* WHAT THE TASK ASKS
Copy each of the records below word for word, keeping every line unchanged.

* EXTRACTED RECORDS

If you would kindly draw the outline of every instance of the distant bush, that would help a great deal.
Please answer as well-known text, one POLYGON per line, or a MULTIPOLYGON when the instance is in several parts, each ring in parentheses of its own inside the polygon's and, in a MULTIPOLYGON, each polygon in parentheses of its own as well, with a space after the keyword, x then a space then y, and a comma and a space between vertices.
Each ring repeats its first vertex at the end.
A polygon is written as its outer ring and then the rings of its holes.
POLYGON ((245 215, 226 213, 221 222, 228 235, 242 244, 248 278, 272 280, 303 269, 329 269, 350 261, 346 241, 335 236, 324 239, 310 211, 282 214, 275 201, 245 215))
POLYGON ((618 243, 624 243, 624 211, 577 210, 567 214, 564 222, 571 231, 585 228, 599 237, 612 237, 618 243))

* THE REPLY
If you would kindly draw the outline of every instance of the distant bush, that would help a great deal.
Please answer as well-known text, one POLYGON per line, or a MULTIPOLYGON when the instance is in several parts, each ring in parentheses of its own inside the polygon's and, in a MULTIPOLYGON, each polygon in parentheses of its own as well, with a space after the keyword, x then a space then y, and a comma and a space between vertices.
Each ring repeats its first vertex at the end.
A polygon is written as its outer ring and then the rings of its holes.
POLYGON ((245 215, 226 213, 221 222, 228 235, 242 244, 248 278, 272 280, 303 269, 329 269, 350 261, 346 241, 335 236, 324 239, 310 211, 282 214, 275 201, 245 215))
POLYGON ((618 243, 624 243, 624 211, 577 210, 567 214, 564 222, 571 231, 585 228, 599 237, 612 237, 618 243))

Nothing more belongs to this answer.